START DATA SHOWN

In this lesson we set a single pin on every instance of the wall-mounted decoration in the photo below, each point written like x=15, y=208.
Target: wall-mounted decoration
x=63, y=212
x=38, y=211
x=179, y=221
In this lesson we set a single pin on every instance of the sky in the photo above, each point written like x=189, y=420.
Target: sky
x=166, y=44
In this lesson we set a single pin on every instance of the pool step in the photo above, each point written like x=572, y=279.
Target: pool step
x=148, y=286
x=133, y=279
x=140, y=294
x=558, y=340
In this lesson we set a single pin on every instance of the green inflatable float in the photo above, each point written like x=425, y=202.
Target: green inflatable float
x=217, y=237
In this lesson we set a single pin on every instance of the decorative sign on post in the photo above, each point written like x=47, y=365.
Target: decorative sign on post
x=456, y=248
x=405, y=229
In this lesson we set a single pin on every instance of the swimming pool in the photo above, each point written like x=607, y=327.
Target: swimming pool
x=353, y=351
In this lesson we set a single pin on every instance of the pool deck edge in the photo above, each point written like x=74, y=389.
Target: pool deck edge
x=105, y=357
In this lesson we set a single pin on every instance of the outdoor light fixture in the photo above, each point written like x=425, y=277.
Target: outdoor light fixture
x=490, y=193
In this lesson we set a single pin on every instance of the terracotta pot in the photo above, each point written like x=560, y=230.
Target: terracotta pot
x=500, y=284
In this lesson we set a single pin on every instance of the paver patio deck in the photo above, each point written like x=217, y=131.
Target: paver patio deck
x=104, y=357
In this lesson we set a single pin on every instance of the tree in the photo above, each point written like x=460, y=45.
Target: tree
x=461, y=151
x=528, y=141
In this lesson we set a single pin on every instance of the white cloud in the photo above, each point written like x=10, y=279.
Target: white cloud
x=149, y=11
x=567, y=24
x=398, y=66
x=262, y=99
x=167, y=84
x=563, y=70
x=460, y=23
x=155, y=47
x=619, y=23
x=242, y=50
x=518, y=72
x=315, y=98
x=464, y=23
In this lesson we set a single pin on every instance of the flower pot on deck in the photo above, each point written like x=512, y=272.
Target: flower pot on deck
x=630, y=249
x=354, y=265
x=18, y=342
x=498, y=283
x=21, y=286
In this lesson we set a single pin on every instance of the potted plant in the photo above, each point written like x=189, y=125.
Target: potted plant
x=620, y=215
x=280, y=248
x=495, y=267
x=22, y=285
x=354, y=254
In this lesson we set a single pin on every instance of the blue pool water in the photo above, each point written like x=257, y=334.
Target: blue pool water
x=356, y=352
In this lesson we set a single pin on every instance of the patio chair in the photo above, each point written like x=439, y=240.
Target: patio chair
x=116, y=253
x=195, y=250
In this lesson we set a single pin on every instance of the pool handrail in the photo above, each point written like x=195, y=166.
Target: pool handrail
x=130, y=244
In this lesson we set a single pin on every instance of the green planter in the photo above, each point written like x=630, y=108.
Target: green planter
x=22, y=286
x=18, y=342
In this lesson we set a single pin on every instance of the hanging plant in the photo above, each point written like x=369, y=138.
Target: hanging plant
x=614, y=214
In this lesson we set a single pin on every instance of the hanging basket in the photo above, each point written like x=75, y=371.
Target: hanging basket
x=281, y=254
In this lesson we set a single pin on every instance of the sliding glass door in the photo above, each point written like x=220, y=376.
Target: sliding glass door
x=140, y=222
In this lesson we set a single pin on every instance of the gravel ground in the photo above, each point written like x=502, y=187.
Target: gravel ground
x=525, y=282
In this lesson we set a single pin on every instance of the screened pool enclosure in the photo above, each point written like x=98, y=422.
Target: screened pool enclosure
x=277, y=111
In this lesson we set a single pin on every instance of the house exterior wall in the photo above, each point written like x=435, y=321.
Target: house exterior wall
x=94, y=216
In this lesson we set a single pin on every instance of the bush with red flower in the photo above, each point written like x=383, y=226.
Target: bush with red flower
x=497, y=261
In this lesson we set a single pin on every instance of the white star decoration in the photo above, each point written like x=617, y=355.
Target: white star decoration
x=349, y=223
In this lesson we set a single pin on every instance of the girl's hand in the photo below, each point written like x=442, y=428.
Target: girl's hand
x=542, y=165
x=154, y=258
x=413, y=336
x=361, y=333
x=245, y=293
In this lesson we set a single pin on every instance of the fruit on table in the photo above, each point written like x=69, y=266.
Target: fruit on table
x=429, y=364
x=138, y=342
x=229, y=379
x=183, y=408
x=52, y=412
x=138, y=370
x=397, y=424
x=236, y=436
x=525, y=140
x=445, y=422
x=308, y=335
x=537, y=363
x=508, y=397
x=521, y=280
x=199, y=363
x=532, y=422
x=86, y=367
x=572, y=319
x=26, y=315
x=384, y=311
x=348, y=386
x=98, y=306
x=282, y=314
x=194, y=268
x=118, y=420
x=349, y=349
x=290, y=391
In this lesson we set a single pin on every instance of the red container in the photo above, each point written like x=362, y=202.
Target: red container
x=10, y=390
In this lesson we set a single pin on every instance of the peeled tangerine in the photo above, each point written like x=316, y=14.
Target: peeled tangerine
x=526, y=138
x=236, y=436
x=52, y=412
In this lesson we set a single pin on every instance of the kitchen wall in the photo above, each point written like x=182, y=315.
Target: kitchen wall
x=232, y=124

END DATA SHOWN

TASK BRIEF —
Search the data above for the string "below" and return every line that has it.

ANSWER TO THIS TASK —
In this lesson we set a single pin on every instance of the wall-mounted decoration in the photo below, each point written like x=15, y=208.
In this lesson we set a single pin on every instance of the girl's hand in the photo below, each point written like x=442, y=428.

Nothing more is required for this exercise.